◆ **EXTRAIT DE PAGE**:
☆ ☆ ☆ ☆ ☆ ☆ ☆

R : Expliquer simplement et clairement ?

Permettez-nous alors, premièrement, de tenter une comparaison éloquente.

Imaginons que Justin Trudeau et François Legault ont chacun un gâteau au chocolat à partager et promettent de le faire de façon plus équitable.

Or, l’un et l’autre se rendent compte un jour que, s’ils révisent la taille des morceaux, leur propre part risque fort de rapetisser. Si bien qu’ils en viennent à craindre, eux et leurs collègues, de ne pas avoir assez de gâteau.

Oh, ils savent bien que ce nouveau partage serait plus juste !

Ils ont cependant beaucoup moins envie de remplir leur promesse…

« Chaque fois, il y a des députés et des conseillers politiques qui disent : “maintenant qu’on est au pouvoir, il ne faut pas mettre de l’avant un mode de scrutin qui risque de faire qu’on soit au pouvoir avec moins de pouvoir que ce qu’on a actuellement” », résume Jean-Pierre Charbonneau, président du Mouvement démocratie nouvelle.

Sur le fond, les premiers ministres et leur entourage ont raison de se méfier de l’impact, pour eux, d’un tel changement.

Que se serait-il passé par exemple lors des plus récentes élections fédérales si, disons, le mode de scrutin proportionnel plurinominal avait été instauré ?

Le créateur du site d’agrégation de sondages Qc125, Philippe J. Fournier, a rendu publiques ses estimations le mois dernier à ce sujet après avoir effectué une simulation. Résultat : les conservateurs auraient devancé les libéraux, avec 115 sièges contre 111, a prédit l’expert.

Il prend toutefois soin de préciser les limites d’un tel exercice. « Dans un tel système, les habitudes et tendances électorales changeraient beaucoup », nous a-t-il expliqué.

Rappelons que si Justin Trudeau a mis de côté son engagement et que le dossier semble clos (même s’il n’a pas entièrement fermé la porte) à Ottawa, ce n’est pas le cas au Québec (du moins pas encore).

La CAQ suit un chemin tortueux, mais elle continue d’aller de l’avant.

Plus lentement que prévu, par contre. Et bien sûr, sans garantie formelle que la réforme du mode de scrutin finira par être adoptée.

Le hic, c’est que l’étude du projet de loi à ce sujet – déposé à l’automne 2019 – a été paralysée.

Le mode de scrutin ne sera donc pas modifié à temps pour les prochaines élections provinciales, même si c’est ce que François Legault avait initialement promis.

☆ ☆ ☆ ☆ ☆ ☆ ☆

◆ **MATÉRIEL**:
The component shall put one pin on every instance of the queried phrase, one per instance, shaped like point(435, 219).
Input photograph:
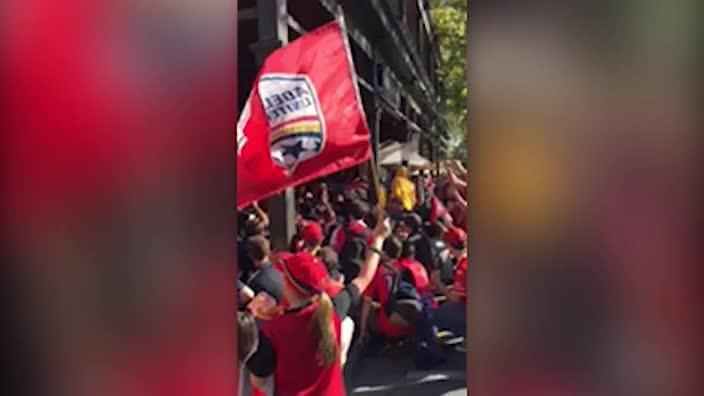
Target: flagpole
point(378, 188)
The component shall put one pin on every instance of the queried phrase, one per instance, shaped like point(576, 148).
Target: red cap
point(312, 233)
point(309, 274)
point(456, 237)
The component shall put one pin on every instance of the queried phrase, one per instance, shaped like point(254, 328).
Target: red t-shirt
point(459, 284)
point(298, 372)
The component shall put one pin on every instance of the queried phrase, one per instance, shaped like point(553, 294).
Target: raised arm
point(371, 262)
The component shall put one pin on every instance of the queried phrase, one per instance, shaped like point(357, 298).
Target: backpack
point(404, 299)
point(352, 254)
point(443, 261)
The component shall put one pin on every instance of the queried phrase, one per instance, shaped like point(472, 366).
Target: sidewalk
point(392, 373)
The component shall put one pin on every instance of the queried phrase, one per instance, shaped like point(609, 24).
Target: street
point(392, 373)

☆ ☆ ☆ ☆ ☆ ☆ ☆

◆ **CONSIGNE**: Quelles personnes l'extrait sur la réforme du mode de scrutin nomme-t-il ? Citez-les toutes.

◆ **RÉSULTAT**: Justin Trudeau, François Legault, Jean-Pierre Charbonneau, Philippe J. Fournier